Last week young fashion designer Fred Farrow was awarded the Frans Molenaar Couture Award 2010 during Amsterdam International Fashion Week (AIFW) at the end of a catwalk show during which all the collections by the finalists – comprising Denise Esser, Ratna Ho, Tishya Oedit, Marie Burlot and Piotrek Panszczyk – were showcased.
The jury that awarded Farrow’s prize included photographer Loes Geerdink, stylist Ruud van der Peijl and fashion journalist Milou van Rossum.
Farrow’s collection was interestingly characterised by a mish-mesh of fabrics, tied, knotted and mixed together to create strange hybrid-like formations.
Farrow’s starting point was apparently rather classic since he moved from a Chanel-clad girl who goes back home in a dishevelled attire after partying up a bit too much and mixing her clothes with the bartender’s shirt.
Funnily enough Farrow’s party-goer had something rather arty about her, apart from the streaks of paint that seemed to be splashed on her face, tights and on the fabrics that formed her dress.
In fact, it was almost possible to detect in one or two designs a sort of connection with French artist César Baldaccini, better known simply as César.
Interestingly enough, Farrow's palette with its predominant orange and white nuances even recalled the rusty shades of César Baldaccini's L'Homme de Figanieres (1964).
In the early 60s, French art critic Pierre Restany used for the first time the definition “Les Nouveaux Réalistes”.
Linked to a “new sensitivity for things happening by chance”, the movement was based on the spontaneous creation of works made with different materials, even pieces collected from waste processing plants and mixed together to create three-dimensional sculptures.
━━━
- [THINGS TO DO]
a) Reproduce the passage of the fashion award article starting with "Funnily enough Farrow’s" and going on through "de Figanieres (1964).", keeping every word and mark unchanged.
b) Carry on the article about Fred Farrow's award-winning collection from the point at which it stops.

- [DATA PROVIDED]
━━━
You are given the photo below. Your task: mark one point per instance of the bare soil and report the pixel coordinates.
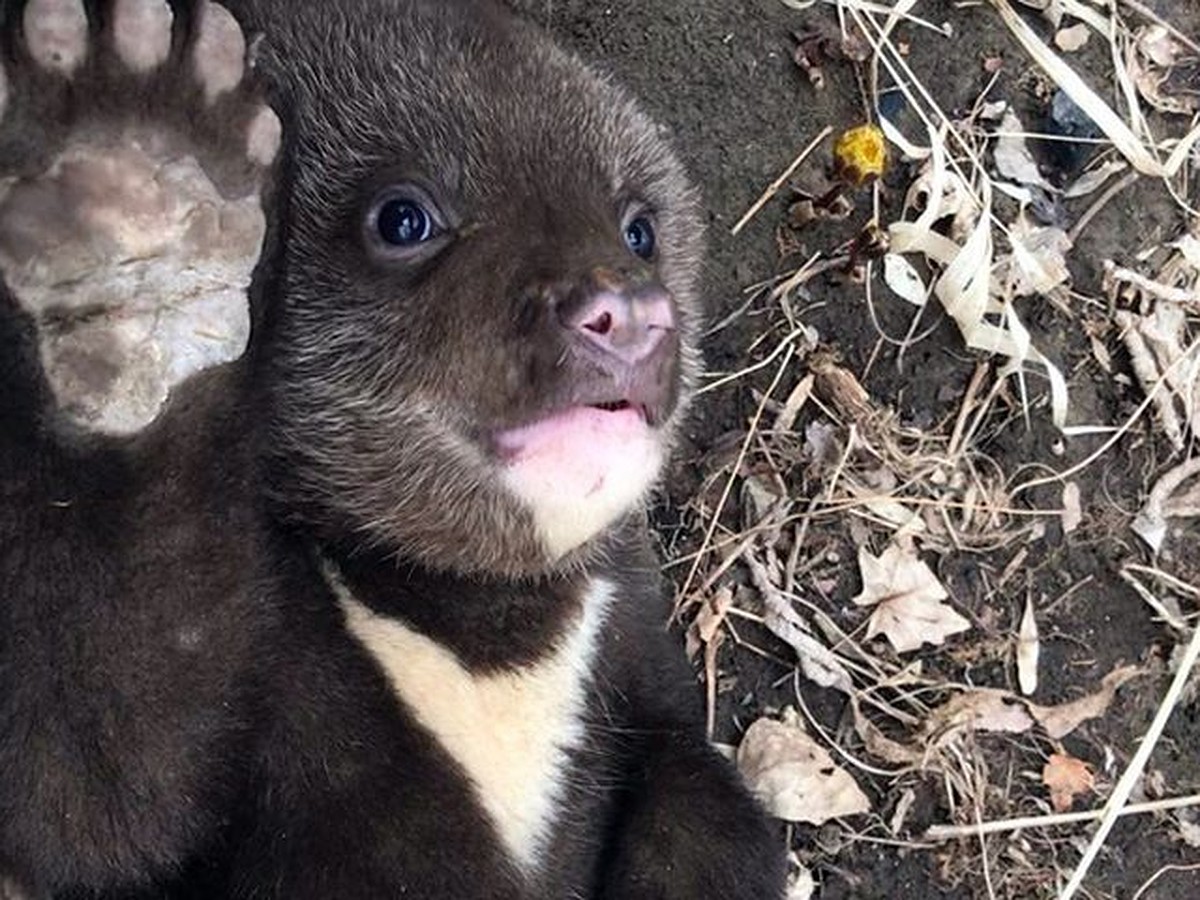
(719, 73)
━━━
- [PER-TASK OUTPUTS]
a)
Funnily enough Farrow’s party-goer had something rather arty about her, apart from the streaks of paint that seemed to be splashed on her face, tights and on the fabrics that formed her dress.
In fact, it was almost possible to detect in one or two designs a sort of connection with French artist César Baldaccini, better known simply as César.
Interestingly enough, Farrow's palette with its predominant orange and white nuances even recalled the rusty shades of César Baldaccini's L'Homme de Figanieres (1964).

b)
César first started welding together pieces of scrap metal in 1952 and, in the mid-60s, his “expansions” - that is sculptures made out of poured polyurethane - inspired to Pierre Cardin some interesting sculpted draped motifs for his dresses.
The 60s also brought César a new inspiration: after seeing a hydraulic crushing machine in operation, he decided to experiment with it in his sculptures and started mixing and crushing differently coloured parts of vehicles all together, becoming famous for his "Compressions", sculptures made using various compressed parts of wrecked cars mixed together in cube-shaped formations.
While it is not unusual to see nowadays pieces based on a sort of "Nouveau Réalisme" (think about all the recycled accessories - from bags to jewels - that find inspiration from urban life and incorporate discarded elements maybe picked up from waste plants), César’s sculptures made out of assembled scraps of iron could maybe lead to the creation of fashion designs characterised by interesting surrealist shapes.
The compression technique could indeed be used to incorporate in the same design different fabrics and materials, by stitching, welding or moulding them together in innovative ways. Fashion design students, the challenge is yours: while not trying your hand at working on a collection inspired by "Nouveau Réalisme"?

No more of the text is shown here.